◆ Information provided ◆
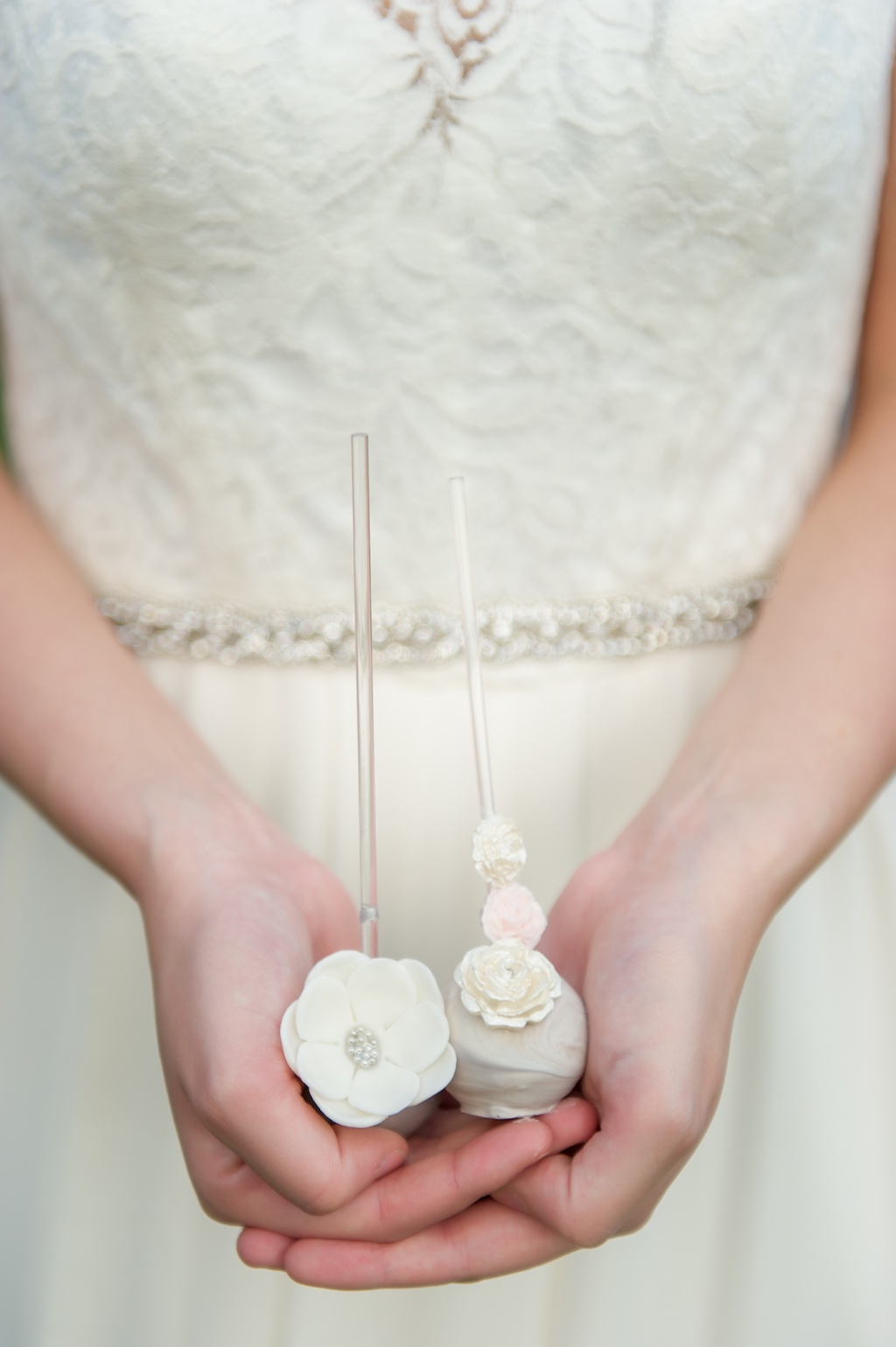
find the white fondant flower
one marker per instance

==

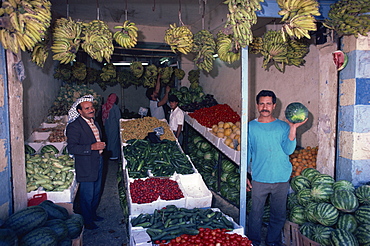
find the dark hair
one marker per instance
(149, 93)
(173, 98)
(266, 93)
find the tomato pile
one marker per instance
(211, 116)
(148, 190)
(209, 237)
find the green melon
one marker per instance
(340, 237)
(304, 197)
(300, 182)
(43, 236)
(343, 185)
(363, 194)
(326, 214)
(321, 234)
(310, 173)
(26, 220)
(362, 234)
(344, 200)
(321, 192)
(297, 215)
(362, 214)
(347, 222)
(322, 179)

--

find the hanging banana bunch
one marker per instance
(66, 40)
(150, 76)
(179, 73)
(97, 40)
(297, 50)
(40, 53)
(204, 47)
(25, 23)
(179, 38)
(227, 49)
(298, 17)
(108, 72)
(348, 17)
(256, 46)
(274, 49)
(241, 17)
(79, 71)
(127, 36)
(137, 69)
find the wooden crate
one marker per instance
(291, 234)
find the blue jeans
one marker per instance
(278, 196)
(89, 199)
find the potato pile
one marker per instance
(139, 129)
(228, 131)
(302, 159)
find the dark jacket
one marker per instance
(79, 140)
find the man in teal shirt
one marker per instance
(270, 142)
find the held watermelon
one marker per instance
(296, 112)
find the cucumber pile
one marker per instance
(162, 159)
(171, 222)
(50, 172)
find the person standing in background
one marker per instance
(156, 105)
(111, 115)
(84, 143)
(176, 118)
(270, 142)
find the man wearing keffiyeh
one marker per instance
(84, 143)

◆ What is asked ◆
State how many lines of the records above contain the string "pile", with case counting. Give only the number.

◆ Answer for this exercise ◆
3